> **WORK TO DO**:
(1) In the Keep on with Falling article, which studio is listed for the album?
(2) Reproduce the Keep on with Falling article word for word, starting at "Keep on with Falling is" and ending at "first as a trio.".
(3) Write the next part of the Keep on with Falling article, picking up after its last sentence.

> **EXTRACTED TEXT**:
——
Studio album by The Boo Radleys
- Released: March 11, 2022
- Studio: Tower Studio
- Genre: Alternative rock; Britpop;
- Length: 42:09
- Language: English
- Label: BooSTR, Universal Music Group
- Producer: Tim Brown

The Boo Radleys chronology
| Kingsize (1998) | Keep on with Falling (2022) | Eight (2023) |

= Keep on with Falling =

Keep on with Falling is a 2022 studio album by British alternative rock band The Boo Radleys. It is their first studio release in 24 years and their first as a trio.
——
> **GIVEN INFORMATION**:
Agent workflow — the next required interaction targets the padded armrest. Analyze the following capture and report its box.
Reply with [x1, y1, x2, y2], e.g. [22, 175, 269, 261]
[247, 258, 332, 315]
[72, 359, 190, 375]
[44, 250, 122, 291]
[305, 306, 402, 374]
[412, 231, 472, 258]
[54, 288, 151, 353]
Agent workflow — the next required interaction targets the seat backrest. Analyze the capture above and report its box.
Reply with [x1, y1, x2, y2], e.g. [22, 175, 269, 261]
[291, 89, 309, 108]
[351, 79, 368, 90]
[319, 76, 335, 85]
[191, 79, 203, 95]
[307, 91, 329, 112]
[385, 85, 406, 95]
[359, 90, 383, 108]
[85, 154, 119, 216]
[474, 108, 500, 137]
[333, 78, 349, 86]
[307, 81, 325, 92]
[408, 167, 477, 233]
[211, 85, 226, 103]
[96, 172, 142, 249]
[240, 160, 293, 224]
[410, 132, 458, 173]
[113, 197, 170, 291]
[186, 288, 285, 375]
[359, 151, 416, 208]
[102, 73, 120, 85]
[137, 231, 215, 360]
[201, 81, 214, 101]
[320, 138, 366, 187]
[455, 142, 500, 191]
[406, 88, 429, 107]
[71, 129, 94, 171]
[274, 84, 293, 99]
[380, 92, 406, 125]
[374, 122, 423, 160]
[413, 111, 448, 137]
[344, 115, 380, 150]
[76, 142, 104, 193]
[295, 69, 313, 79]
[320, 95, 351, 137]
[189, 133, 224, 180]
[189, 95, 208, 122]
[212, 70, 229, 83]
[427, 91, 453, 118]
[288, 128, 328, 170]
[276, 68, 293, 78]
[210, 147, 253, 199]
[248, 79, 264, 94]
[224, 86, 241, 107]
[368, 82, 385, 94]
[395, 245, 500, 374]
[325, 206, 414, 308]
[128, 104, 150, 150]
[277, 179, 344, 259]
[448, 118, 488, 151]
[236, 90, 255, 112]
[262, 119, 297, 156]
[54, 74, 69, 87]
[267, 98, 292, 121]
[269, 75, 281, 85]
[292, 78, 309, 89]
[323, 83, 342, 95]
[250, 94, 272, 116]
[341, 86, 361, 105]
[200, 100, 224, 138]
——
> **ANSWERS TO THE PROBLEMS**:
(1) Tower Studio

(2)
Keep on with Falling is a 2022 studio album by British alternative rock band The Boo Radleys. It is their first studio release in 24 years and their first as a trio.

(3)
==Reception==
Keep on with Failing received positive reviews from critics noted at review aggregator Metacritic. It has a weighted average score of 70 out of 100, based on four reviews. Editors at AllMusic rated this album 4 out of 5 stars, with critic Tim Sendra writing that the new line-up of the band without former songwriter Martin Carr "actually works pretty well" and this album is "a batch of songs that have all the hooks, energy, and breathless joy of the vintage Boos at their best". In The Arts Desk, Nick Hasted considers Keep on with Failing 3 stars out of 5, stating that this comeback "recall[s] their strengths" and concludes "ignoring nostalgia, they’ve found a songwriting future". Writing for Pitchfork, Robert Ham rated this release a 6.2 out of 10, writing that it "lacks the fuel and fire to elevate it from a good Britpop record into a great Boo Radleys record" and that some songs "are well-constructed and catchy" but "those tunes are never more than pleasantly vanilla".

==Track listing==
All songs on the standard edition written by Tim Brown, Rob Cieka, and Sice Rowbottom.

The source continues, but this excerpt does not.